— start of Data for the task —

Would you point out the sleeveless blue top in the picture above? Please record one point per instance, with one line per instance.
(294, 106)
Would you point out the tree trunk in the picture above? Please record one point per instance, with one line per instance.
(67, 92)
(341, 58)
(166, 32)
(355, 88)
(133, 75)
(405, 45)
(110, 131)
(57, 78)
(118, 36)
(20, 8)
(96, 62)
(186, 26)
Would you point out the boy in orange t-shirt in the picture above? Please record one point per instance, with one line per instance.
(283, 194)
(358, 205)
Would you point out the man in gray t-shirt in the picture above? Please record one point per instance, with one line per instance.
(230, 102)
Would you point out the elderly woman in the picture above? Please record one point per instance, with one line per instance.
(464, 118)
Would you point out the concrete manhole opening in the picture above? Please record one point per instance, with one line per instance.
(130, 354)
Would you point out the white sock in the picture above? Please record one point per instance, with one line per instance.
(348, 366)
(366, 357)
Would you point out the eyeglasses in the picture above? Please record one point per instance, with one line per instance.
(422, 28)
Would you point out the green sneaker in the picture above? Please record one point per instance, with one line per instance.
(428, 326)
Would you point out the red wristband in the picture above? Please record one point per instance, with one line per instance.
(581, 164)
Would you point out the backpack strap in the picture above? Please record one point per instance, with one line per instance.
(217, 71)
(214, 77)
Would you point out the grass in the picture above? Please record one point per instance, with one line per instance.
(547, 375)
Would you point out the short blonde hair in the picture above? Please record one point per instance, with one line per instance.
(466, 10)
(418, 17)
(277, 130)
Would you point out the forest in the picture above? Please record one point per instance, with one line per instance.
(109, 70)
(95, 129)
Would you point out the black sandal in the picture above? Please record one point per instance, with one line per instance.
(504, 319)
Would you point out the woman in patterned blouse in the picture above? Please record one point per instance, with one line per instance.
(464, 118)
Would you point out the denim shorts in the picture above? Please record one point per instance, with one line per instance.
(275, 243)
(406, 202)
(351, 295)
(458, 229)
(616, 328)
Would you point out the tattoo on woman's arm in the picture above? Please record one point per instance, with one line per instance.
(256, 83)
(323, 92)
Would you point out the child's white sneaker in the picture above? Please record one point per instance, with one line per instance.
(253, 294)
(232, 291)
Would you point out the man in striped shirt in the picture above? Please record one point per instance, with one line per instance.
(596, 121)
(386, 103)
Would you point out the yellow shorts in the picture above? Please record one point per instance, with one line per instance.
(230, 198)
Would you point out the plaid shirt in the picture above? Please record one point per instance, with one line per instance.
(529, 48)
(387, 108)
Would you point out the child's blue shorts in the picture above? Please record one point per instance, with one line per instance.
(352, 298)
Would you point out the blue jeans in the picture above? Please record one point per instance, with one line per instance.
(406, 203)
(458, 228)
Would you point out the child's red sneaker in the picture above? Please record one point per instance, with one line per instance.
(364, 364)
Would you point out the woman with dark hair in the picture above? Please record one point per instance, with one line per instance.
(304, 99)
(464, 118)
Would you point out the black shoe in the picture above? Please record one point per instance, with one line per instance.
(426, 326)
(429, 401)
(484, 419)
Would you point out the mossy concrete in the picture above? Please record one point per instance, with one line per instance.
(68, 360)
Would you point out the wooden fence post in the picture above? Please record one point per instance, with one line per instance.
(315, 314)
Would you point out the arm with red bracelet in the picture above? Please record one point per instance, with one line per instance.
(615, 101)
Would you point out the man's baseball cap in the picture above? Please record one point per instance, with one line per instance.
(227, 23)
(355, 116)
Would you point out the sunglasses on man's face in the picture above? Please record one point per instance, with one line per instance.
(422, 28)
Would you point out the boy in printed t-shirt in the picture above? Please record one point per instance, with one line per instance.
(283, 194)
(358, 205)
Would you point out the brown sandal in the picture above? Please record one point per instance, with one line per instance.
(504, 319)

— end of Data for the task —

**Given exercise**.
Please copy the records word for word, starting at the line that contains "Would you point out the man's" and continuing through the final line of the records.

**Finished task**.
Would you point out the man's baseball cap in the picture above? Please record one point per instance, with one line per instance.
(227, 23)
(355, 116)
Would you point out the sunglasses on man's face in the picture above? Please record one point per instance, with one line per instance.
(422, 28)
Would you point out the boy in printed t-shirt in the picture above? Please record one point per instance, with one line per instance.
(283, 194)
(358, 205)
Would you point out the brown sandal in the picture above? Please record one point per instance, with one line per instance.
(504, 319)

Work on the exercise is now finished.